記録データ »
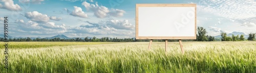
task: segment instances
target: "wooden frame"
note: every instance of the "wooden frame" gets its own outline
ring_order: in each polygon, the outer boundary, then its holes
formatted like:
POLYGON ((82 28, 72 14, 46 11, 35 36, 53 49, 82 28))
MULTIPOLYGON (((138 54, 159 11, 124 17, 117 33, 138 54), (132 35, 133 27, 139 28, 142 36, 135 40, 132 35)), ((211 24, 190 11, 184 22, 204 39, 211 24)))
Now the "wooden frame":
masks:
POLYGON ((196 39, 197 16, 196 4, 136 4, 136 39, 196 39), (195 36, 139 36, 139 7, 195 7, 195 36))

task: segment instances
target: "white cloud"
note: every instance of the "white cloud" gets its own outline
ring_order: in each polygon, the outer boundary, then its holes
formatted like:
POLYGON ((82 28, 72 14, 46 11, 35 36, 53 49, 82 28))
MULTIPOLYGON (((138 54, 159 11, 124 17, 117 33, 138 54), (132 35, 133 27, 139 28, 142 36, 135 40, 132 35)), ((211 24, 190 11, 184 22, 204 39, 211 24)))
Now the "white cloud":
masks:
POLYGON ((20 3, 29 3, 30 0, 18 0, 18 2, 20 3))
POLYGON ((216 27, 208 27, 208 28, 210 29, 210 30, 213 31, 215 32, 221 32, 221 29, 216 28, 216 27))
POLYGON ((17 19, 16 20, 16 21, 15 21, 15 23, 24 23, 24 20, 23 20, 23 19, 17 19))
POLYGON ((25 17, 31 19, 31 20, 38 22, 47 22, 49 20, 49 17, 46 14, 42 14, 37 11, 29 12, 25 13, 25 17))
POLYGON ((125 12, 123 10, 119 9, 112 9, 110 11, 106 7, 99 6, 97 2, 95 4, 93 4, 84 2, 82 3, 82 5, 86 7, 87 11, 92 11, 94 13, 94 15, 98 18, 104 18, 109 15, 114 17, 121 17, 125 12))
POLYGON ((67 13, 70 13, 70 11, 69 10, 68 10, 68 9, 67 8, 64 8, 64 11, 65 11, 66 12, 67 12, 67 13))
POLYGON ((6 9, 10 11, 22 11, 22 9, 17 4, 14 4, 12 0, 0 0, 0 2, 4 3, 4 5, 0 5, 1 8, 6 9))
POLYGON ((219 23, 219 24, 221 24, 221 20, 219 20, 219 21, 218 21, 218 23, 219 23))
POLYGON ((33 4, 40 4, 41 2, 45 0, 18 0, 18 2, 20 3, 31 3, 33 4))
POLYGON ((70 13, 70 15, 74 16, 78 16, 82 18, 88 17, 87 14, 86 14, 84 12, 82 11, 81 8, 76 6, 74 6, 74 8, 75 8, 75 10, 74 10, 73 12, 70 13))
POLYGON ((204 11, 227 18, 245 19, 256 17, 256 9, 254 9, 256 2, 253 0, 201 0, 197 4, 204 11))
POLYGON ((134 34, 132 31, 135 29, 135 26, 129 23, 127 20, 111 19, 99 21, 97 23, 89 21, 84 22, 89 25, 81 25, 79 27, 68 29, 67 33, 129 36, 134 34))
POLYGON ((117 29, 133 30, 135 29, 135 26, 129 23, 128 20, 119 20, 112 19, 106 21, 105 23, 117 29))
POLYGON ((2 5, 2 4, 0 4, 0 8, 2 8, 3 7, 3 5, 2 5))
MULTIPOLYGON (((18 20, 18 21, 20 21, 18 20)), ((16 29, 14 32, 27 32, 30 34, 58 34, 63 33, 67 32, 67 29, 65 24, 61 25, 56 25, 53 22, 47 23, 37 23, 33 21, 28 21, 27 22, 22 25, 18 25, 17 27, 14 27, 16 29)))
POLYGON ((31 3, 33 4, 41 4, 41 2, 43 2, 44 0, 31 0, 31 3))
POLYGON ((4 17, 0 17, 0 21, 4 21, 4 20, 5 20, 4 17))
POLYGON ((253 22, 244 22, 242 26, 252 27, 256 26, 256 25, 253 22))
POLYGON ((114 17, 121 17, 123 16, 123 14, 125 13, 125 11, 119 9, 112 9, 112 12, 109 13, 110 15, 114 17))
MULTIPOLYGON (((84 1, 88 1, 88 0, 61 0, 61 1, 69 1, 69 2, 77 2, 77 1, 80 1, 80 2, 84 2, 84 1)), ((89 1, 92 1, 92 0, 89 0, 89 1)))
POLYGON ((61 17, 57 17, 56 16, 50 16, 50 19, 56 20, 56 21, 59 21, 59 20, 62 19, 62 18, 61 17))
POLYGON ((30 26, 30 27, 34 27, 34 28, 37 27, 38 29, 41 28, 41 27, 38 26, 38 23, 37 23, 36 22, 34 22, 33 21, 28 21, 28 23, 27 24, 29 26, 30 26))

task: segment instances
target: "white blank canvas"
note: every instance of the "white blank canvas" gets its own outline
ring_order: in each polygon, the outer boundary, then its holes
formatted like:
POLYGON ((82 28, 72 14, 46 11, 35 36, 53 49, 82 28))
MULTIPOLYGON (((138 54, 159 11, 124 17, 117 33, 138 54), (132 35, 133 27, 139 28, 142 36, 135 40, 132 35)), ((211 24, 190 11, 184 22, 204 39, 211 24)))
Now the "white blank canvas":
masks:
POLYGON ((138 7, 138 36, 195 36, 195 7, 138 7))

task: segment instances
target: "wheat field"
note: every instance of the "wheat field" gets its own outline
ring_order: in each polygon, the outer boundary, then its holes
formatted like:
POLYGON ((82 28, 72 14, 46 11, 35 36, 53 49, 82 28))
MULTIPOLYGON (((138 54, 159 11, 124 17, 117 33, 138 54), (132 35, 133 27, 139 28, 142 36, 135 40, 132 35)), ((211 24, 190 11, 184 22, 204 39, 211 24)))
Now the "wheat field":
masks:
POLYGON ((10 42, 0 72, 256 72, 255 41, 182 43, 10 42))

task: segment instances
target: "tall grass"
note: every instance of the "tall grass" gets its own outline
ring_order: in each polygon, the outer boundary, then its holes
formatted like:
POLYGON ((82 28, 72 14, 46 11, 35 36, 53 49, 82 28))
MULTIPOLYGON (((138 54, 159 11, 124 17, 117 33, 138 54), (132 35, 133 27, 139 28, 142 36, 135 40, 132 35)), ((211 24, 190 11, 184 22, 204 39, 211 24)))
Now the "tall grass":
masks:
MULTIPOLYGON (((164 42, 153 42, 150 50, 147 50, 148 43, 11 49, 10 67, 0 70, 1 72, 256 72, 255 42, 184 42, 184 54, 178 42, 168 42, 167 52, 164 51, 164 42)), ((0 57, 3 61, 4 55, 0 54, 0 57)), ((4 67, 3 64, 0 65, 4 67)))

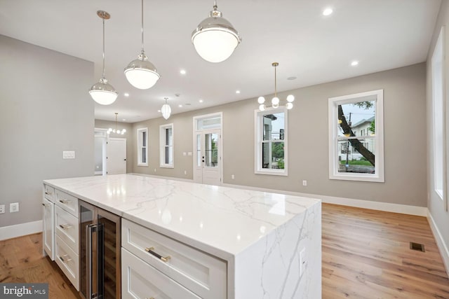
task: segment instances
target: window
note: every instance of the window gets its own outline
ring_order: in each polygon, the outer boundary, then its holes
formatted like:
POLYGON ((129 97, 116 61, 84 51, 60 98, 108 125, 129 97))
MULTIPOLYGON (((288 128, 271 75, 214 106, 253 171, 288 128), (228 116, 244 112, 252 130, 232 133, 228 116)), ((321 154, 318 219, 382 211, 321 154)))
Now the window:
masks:
POLYGON ((161 167, 173 168, 173 124, 159 127, 159 146, 161 167))
POLYGON ((329 99, 329 179, 384 181, 383 94, 329 99))
POLYGON ((443 182, 444 181, 444 64, 443 45, 444 27, 441 28, 431 59, 432 72, 432 106, 433 106, 433 140, 434 148, 434 181, 435 192, 443 200, 443 182))
POLYGON ((288 175, 287 109, 255 112, 255 167, 260 174, 288 175))
POLYGON ((138 129, 138 166, 148 166, 148 128, 138 129))

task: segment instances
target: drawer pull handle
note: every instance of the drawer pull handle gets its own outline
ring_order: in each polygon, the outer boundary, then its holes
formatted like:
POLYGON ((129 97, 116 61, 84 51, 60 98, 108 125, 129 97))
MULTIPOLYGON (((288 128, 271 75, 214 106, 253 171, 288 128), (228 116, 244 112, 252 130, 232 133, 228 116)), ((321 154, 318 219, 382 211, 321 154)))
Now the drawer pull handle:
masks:
POLYGON ((64 258, 65 258, 66 256, 67 256, 67 254, 62 256, 60 256, 59 259, 61 260, 62 261, 62 263, 67 263, 67 262, 69 262, 70 260, 72 260, 72 258, 67 258, 67 260, 64 258))
POLYGON ((72 228, 72 225, 70 225, 69 224, 60 224, 59 227, 61 228, 63 230, 67 230, 67 229, 72 228))
POLYGON ((156 252, 154 252, 154 247, 145 248, 145 251, 148 252, 150 254, 152 254, 153 256, 156 256, 157 258, 160 259, 163 262, 168 262, 168 260, 171 258, 171 256, 170 256, 163 257, 161 256, 159 253, 156 253, 156 252))

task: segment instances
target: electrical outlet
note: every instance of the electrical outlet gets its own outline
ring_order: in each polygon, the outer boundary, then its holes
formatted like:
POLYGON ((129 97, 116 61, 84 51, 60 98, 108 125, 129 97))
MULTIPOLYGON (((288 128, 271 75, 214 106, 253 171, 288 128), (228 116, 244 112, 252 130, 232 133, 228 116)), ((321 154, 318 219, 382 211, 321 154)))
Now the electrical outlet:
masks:
POLYGON ((16 211, 19 211, 19 203, 13 202, 12 204, 9 204, 9 212, 15 213, 16 211))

作業指示 » 上記の項目を行単位で絞り込み、文字列「blank」を含む行をすべて書き写してください。大文字と小文字は区別します。

解答 »
target: "white blank canvas"
note: every instance of the "white blank canvas" gets its own outline
Now the "white blank canvas":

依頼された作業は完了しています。